◆ Extract:

>>>

We had a new rule here at XNVR; no talking about Fortnite. So, I’m going to talk about Fortnite: Battle Royale (semantics are great). There’s one thing people can’t deny; Fortnite has taking the world of gaming by storm.
Is it a new concept? No. Is it a clone? Probably. But is it successful? Yes, for now. Although, a lot of people don’t think it’s going to last, and a lot of PUBG players say it’s only good because it’s free (I’m expecting that to trigger a few feople).
So what, Tom? Are you just rambling shit again?
Probably, I enjoy rambling. But that insult, “it’s only good because it’s free” got me thinking; is there a trick other games are missing here? Arguably, yes. And not just from Fortnite, but from PUBG too. But we’re not going to spend an article talking about the game design or who copied who; we’re instead going to talk about their business practices. “Oh no, another article about microtransactions”, I hear your cry. Well, kind of. But you’ve come this far, and fallen for that click bait title, so you may as well keep reading because you may just agree with me.
Ramble over; now to the meat of the article. Why did I (technically not) break the rules and talk about Fortnite? To get your attention, of course, because Fortnite is so hot right now. But what I really want to talk about the cost of games and how models like the ones used by Fortnite and PUBG could be a better way of delivering what players want; value for money.

<<<

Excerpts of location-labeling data
>>>

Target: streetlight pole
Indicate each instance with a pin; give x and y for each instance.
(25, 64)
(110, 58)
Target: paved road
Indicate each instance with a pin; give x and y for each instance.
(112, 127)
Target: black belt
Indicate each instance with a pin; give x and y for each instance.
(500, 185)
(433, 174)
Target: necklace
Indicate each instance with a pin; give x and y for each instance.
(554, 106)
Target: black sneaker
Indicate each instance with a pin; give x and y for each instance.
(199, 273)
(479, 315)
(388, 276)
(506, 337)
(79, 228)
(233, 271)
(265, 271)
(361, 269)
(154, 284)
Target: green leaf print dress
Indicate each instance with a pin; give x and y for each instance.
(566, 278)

<<<

◆ What to do:
A) Duplicate the whole article about Fortnite above, keeping every word and punctuation mark the same.
B) Find each line in the entries that includes the word "black", and copy those lines out.

◆ The solutions:
A)
We had a new rule here at XNVR; no talking about Fortnite. So, I’m going to talk about Fortnite: Battle Royale (semantics are great). There’s one thing people can’t deny; Fortnite has taking the world of gaming by storm.
Is it a new concept? No. Is it a clone? Probably. But is it successful? Yes, for now. Although, a lot of people don’t think it’s going to last, and a lot of PUBG players say it’s only good because it’s free (I’m expecting that to trigger a few feople).
So what, Tom? Are you just rambling shit again?
Probably, I enjoy rambling. But that insult, “it’s only good because it’s free” got me thinking; is there a trick other games are missing here? Arguably, yes. And not just from Fortnite, but from PUBG too. But we’re not going to spend an article talking about the game design or who copied who; we’re instead going to talk about their business practices. “Oh no, another article about microtransactions”, I hear your cry. Well, kind of. But you’ve come this far, and fallen for that click bait title, so you may as well keep reading because you may just agree with me.
Ramble over; now to the meat of the article. Why did I (technically not) break the rules and talk about Fortnite? To get your attention, of course, because Fortnite is so hot right now. But what I really want to talk about the cost of games and how models like the ones used by Fortnite and PUBG could be a better way of delivering what players want; value for money.

B)
Target: black belt
Target: black sneaker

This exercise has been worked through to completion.